### Task directions
Rewrite the lines below from the line containing "Task: pick out every instance of the green display" through the last line, replacing "eggplant" with "aubergine" and keeping everything else unchanged.

******************************

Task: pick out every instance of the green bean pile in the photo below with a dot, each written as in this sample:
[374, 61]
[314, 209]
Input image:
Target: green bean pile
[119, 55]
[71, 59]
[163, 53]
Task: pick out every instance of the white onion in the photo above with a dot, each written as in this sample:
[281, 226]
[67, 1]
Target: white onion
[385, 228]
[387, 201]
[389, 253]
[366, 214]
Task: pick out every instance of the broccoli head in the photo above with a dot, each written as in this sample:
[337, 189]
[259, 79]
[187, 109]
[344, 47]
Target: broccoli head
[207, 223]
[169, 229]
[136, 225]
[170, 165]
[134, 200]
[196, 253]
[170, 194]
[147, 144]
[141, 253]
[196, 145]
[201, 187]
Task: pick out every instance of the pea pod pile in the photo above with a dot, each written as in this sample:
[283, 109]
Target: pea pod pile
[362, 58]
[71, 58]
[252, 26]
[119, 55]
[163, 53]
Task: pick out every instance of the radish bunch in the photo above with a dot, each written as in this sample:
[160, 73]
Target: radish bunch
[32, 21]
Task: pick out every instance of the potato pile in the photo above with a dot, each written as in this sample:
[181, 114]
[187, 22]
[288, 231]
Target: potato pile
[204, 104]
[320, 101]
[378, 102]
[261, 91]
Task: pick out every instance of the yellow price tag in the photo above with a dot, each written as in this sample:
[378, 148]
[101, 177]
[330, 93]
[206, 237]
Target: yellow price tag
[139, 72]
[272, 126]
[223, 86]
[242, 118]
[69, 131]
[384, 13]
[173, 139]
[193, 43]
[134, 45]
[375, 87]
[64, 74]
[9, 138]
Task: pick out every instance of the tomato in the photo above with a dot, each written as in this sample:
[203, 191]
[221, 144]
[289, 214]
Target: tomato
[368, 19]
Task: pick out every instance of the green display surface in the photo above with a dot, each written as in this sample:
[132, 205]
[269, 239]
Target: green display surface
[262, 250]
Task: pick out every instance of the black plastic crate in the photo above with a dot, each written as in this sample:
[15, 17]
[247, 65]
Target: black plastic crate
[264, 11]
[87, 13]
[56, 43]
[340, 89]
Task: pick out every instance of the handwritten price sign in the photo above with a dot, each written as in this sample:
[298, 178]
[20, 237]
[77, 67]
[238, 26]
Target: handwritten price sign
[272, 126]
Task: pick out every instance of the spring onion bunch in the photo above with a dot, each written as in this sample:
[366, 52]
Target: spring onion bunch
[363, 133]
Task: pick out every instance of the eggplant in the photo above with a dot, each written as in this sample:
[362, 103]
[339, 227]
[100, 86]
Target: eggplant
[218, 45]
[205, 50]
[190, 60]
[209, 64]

******************************

### Task solution
Task: pick out every instance of the green display surface in the photo above with a dot, each written as in this sample:
[132, 205]
[269, 239]
Target: green display surface
[262, 250]
Task: pick out every instance of the black plastic crate in the photo above with a dot, each written as in this sample:
[15, 17]
[247, 65]
Target: black plastic crate
[264, 11]
[87, 13]
[56, 43]
[340, 89]
Task: pick out every instance of the handwritten price sign in the photo above with a dot, each written as in this sample:
[298, 178]
[20, 237]
[77, 67]
[238, 26]
Target: handwritten price sign
[272, 126]
Task: pick out every instance of the spring onion bunch in the photo above with a dot, each written as in this sample:
[366, 52]
Target: spring onion bunch
[363, 133]
Task: pick out every instance of the aubergine in the photo above with a dot, each written as in this sample:
[362, 103]
[339, 227]
[100, 86]
Target: aubergine
[218, 45]
[205, 50]
[190, 60]
[209, 64]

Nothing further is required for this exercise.